DOCUMENT SECTION »
________________________________________

It ain’t that bad. Just the darn numbers. If you read the last part of my previous post:
1 mole = 6.022 exp 23 = X grams
What is a mole, anyhow? No, it’s not a burrowing furry animal, the bane of gardeners. It is a count of 6.022 exp 23 of……whatever. The number is named for Amedeo Avogadro, a 19 century Italian chemist. That number, being that HUUUGE, must count something very small. What could be smaller than atoms or molecules? (Well, a lot of things, actually – how about a mole of virus, or is it virae????).
So, if we could, given an imaginery set of molecular tweezers and a near infinite amount of time, count that number of, let’s say, carbon atoms, we would accumulate a mole of carbon atoms. Since this is, to say the least, impractical, we need a better way. Turns out that a mole of carbon can be easily weighed out – 12.011 grams is the weight of a mole, 6.022 exp 23 carbon atoms. All you need is a Periodic Table and a balance (scale)! As a practical matter, you don’t even need to bother with Avogadro’s Constant to solve the vast majority of problems in stoichimetry (there’s that word again…).
I am old enough to remember the days before calculators were invented. We used slide rules and logarithms (remember those)? It wasn’t until I got my first professional job as an analytical chemist with FDA in 1960 that I got to use a rudimentary calculator. Many of the stoichiometry problems we worked on in chemistry courses involved setting up the equations, but not solving them.

________________________________________

EXTRACTED ENTRIES »
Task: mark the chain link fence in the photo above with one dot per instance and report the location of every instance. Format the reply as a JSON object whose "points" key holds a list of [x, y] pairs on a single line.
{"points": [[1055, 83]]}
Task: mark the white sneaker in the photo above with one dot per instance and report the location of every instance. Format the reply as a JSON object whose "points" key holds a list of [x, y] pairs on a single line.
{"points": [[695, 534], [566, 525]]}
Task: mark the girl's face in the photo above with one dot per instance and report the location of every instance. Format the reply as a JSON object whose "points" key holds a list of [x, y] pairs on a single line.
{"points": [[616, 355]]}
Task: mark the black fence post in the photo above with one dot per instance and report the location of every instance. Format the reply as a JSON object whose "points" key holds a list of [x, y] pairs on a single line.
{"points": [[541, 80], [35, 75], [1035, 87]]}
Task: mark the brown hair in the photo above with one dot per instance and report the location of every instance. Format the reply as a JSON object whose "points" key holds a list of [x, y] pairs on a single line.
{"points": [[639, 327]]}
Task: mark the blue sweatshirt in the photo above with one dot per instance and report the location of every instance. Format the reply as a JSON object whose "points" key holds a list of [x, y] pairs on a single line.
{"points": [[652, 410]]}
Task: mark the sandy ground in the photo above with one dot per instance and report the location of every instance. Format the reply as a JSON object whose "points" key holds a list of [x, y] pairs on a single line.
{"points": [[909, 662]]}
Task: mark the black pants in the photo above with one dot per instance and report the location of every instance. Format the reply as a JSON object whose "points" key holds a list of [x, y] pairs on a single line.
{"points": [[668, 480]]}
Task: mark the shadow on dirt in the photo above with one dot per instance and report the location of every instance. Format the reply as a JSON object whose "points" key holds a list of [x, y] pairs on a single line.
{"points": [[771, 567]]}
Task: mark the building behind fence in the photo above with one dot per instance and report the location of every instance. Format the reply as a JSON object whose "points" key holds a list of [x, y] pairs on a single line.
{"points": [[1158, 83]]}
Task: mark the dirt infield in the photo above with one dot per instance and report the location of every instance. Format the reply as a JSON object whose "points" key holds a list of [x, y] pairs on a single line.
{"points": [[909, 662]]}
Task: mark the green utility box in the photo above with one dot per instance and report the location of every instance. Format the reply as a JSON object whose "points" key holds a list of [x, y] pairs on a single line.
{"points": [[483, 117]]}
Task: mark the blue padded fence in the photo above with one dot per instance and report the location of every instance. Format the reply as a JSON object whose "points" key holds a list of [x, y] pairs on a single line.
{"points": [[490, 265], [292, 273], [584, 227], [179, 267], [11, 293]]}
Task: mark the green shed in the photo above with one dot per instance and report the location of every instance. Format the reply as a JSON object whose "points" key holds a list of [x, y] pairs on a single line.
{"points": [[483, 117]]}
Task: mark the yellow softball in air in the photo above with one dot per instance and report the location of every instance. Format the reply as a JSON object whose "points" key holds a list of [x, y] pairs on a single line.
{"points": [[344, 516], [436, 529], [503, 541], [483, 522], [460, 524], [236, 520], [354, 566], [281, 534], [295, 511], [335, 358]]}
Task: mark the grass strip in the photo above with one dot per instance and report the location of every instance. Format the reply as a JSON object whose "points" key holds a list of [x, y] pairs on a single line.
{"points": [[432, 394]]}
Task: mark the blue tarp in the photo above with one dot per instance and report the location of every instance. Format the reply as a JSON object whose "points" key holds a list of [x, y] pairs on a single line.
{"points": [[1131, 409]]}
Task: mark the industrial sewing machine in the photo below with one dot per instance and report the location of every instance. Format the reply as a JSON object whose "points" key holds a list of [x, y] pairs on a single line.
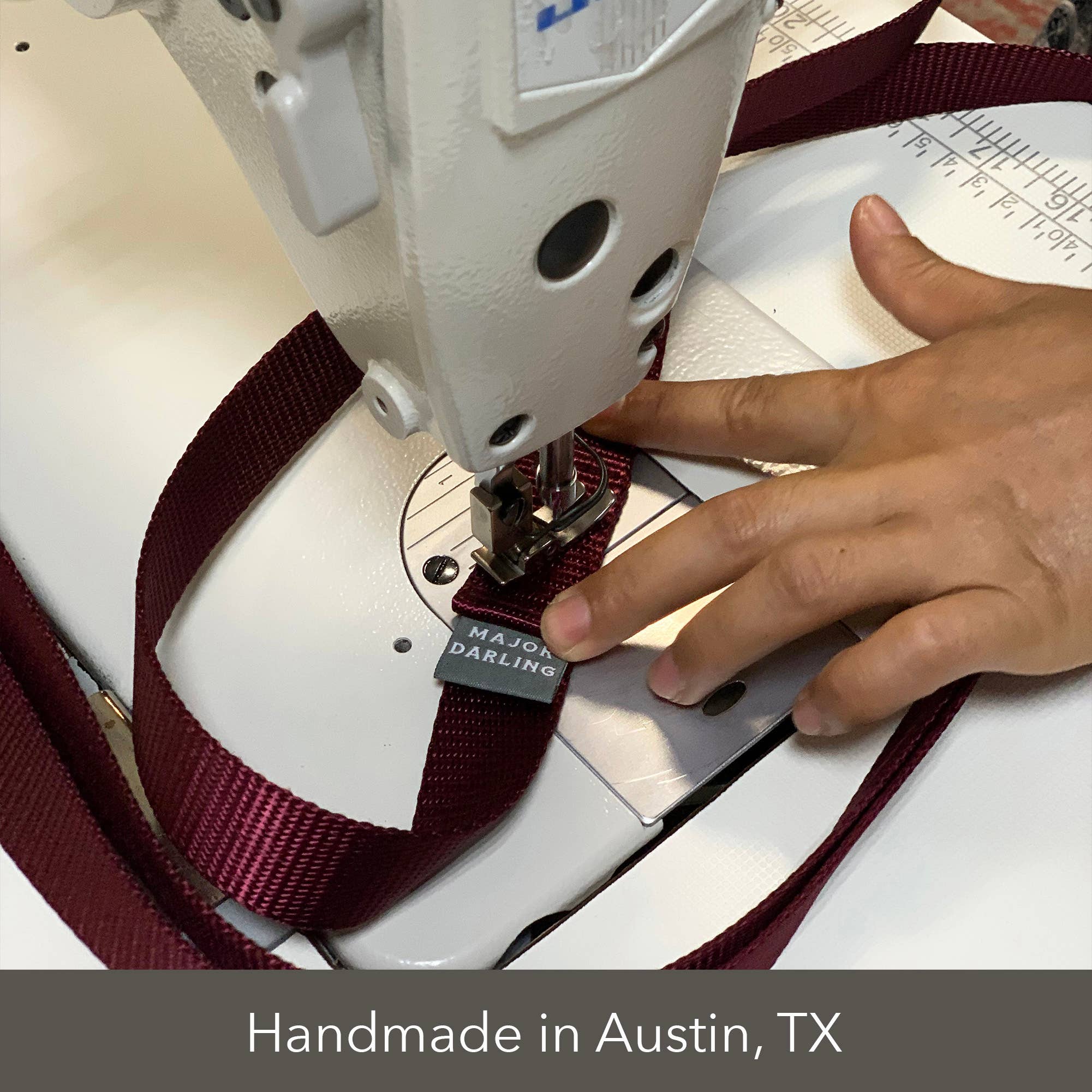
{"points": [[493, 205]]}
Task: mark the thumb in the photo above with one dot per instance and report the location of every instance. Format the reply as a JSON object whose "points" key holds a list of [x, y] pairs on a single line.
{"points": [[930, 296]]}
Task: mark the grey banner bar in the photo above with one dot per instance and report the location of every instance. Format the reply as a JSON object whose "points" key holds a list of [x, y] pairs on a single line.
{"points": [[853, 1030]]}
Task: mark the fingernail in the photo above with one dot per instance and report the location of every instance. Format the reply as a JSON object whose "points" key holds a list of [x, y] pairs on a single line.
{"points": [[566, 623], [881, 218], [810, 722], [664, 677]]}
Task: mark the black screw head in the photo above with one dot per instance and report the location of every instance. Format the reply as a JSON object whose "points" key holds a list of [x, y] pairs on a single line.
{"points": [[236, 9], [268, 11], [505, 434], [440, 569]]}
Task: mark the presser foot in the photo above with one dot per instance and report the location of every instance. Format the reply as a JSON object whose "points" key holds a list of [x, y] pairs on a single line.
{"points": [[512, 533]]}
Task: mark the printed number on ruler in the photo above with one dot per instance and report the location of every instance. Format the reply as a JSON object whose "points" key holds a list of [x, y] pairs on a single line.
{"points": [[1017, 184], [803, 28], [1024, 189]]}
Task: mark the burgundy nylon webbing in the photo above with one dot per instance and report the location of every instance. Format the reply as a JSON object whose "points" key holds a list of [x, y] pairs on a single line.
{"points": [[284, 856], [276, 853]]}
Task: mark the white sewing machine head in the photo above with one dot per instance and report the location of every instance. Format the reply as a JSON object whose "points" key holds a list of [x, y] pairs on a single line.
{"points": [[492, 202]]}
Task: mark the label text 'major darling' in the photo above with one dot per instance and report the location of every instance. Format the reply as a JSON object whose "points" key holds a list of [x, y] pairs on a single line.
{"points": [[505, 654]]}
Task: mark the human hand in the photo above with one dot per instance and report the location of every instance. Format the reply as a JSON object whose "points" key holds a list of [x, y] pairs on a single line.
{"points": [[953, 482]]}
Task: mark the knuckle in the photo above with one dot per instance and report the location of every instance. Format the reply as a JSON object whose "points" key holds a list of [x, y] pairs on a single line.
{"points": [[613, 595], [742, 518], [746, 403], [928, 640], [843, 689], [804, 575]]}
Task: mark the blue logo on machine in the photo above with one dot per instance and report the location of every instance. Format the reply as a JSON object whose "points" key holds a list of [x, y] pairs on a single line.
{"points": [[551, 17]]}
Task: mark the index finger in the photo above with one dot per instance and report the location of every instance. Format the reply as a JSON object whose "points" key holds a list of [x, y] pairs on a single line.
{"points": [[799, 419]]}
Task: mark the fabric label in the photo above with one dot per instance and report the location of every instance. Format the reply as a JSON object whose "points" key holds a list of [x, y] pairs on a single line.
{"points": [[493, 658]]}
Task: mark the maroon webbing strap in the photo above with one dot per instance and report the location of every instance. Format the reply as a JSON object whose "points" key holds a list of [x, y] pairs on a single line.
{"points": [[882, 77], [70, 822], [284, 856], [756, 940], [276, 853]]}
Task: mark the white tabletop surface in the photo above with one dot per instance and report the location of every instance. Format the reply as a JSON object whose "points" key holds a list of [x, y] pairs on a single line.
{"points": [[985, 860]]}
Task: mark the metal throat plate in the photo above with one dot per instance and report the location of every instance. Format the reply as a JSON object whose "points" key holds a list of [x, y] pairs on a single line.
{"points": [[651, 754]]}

________________________________________

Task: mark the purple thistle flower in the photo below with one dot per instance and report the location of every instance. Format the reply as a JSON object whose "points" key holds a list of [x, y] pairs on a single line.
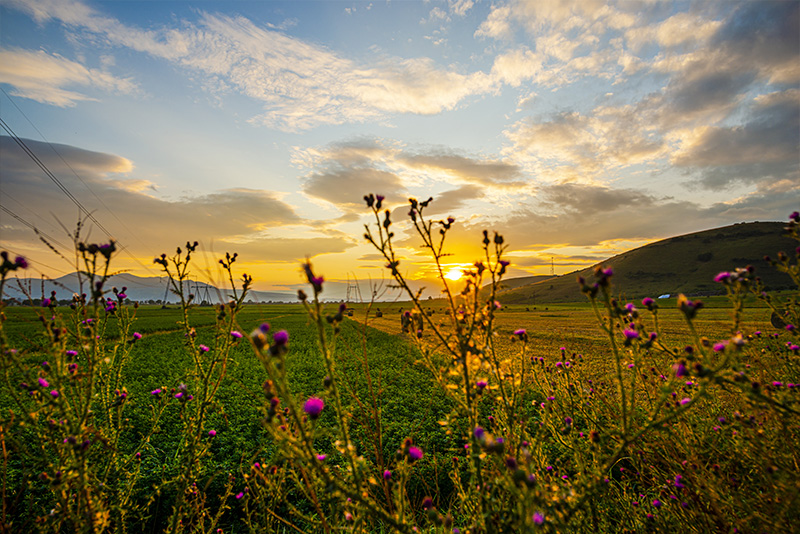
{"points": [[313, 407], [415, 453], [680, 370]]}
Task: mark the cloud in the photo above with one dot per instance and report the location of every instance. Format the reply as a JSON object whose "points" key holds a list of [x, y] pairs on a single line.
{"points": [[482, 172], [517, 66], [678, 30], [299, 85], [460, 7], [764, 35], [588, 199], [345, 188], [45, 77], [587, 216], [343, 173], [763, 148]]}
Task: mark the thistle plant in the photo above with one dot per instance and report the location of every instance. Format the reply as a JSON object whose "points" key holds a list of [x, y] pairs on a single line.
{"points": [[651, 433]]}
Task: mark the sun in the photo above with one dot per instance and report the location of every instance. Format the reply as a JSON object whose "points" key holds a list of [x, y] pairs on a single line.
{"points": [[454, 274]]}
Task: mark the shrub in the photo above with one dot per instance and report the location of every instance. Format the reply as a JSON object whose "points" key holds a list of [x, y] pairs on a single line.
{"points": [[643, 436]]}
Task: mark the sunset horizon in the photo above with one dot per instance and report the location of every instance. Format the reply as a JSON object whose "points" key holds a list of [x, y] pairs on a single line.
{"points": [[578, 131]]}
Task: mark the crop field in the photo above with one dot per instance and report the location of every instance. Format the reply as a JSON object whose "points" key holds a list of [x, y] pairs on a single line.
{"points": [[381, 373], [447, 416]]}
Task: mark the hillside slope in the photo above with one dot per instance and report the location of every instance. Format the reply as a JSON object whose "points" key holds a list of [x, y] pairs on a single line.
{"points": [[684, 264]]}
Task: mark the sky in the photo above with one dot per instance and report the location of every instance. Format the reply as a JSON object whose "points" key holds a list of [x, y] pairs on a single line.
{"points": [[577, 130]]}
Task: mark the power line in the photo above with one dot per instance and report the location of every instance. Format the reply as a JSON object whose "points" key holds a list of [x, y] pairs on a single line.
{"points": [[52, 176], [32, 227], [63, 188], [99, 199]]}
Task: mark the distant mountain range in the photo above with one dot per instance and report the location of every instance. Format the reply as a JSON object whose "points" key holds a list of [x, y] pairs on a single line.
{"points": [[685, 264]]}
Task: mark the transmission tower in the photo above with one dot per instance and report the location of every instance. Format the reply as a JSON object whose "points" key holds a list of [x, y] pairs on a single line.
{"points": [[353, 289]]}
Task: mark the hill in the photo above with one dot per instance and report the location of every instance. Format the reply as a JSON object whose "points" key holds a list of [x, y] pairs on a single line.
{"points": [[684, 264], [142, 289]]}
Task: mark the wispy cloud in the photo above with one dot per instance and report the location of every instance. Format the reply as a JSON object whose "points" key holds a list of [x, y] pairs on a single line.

________________________________________

EXERCISE SET »
**A)** From the post about moles, copy the passage between "So, if we could, given" and "that word again…).", inclusive.
**B)** Answer these questions from the post about moles.
(i) Whom is the number 6.022 exp 23 named for?
(ii) According to the post, how many grams does a mole of carbon weigh?
(iii) In what year did the writer start a first professional job as an analytical chemist with FDA?

EXPECTED RESPONSES »
**A)**
So, if we could, given an imaginery set of molecular tweezers and a near infinite amount of time, count that number of, let’s say, carbon atoms, we would accumulate a mole of carbon atoms. Since this is, to say the least, impractical, we need a better way. Turns out that a mole of carbon can be easily weighed out – 12.011 grams is the weight of a mole, 6.022 exp 23 carbon atoms. All you need is a Periodic Table and a balance (scale)! As a practical matter, you don’t even need to bother with Avogadro’s Constant to solve the vast majority of problems in stoichimetry (there’s that word again…).

**B)**
(i) Amedeo Avogadro, a 19th-century Italian chemist
(ii) 12.011 grams
(iii) 1960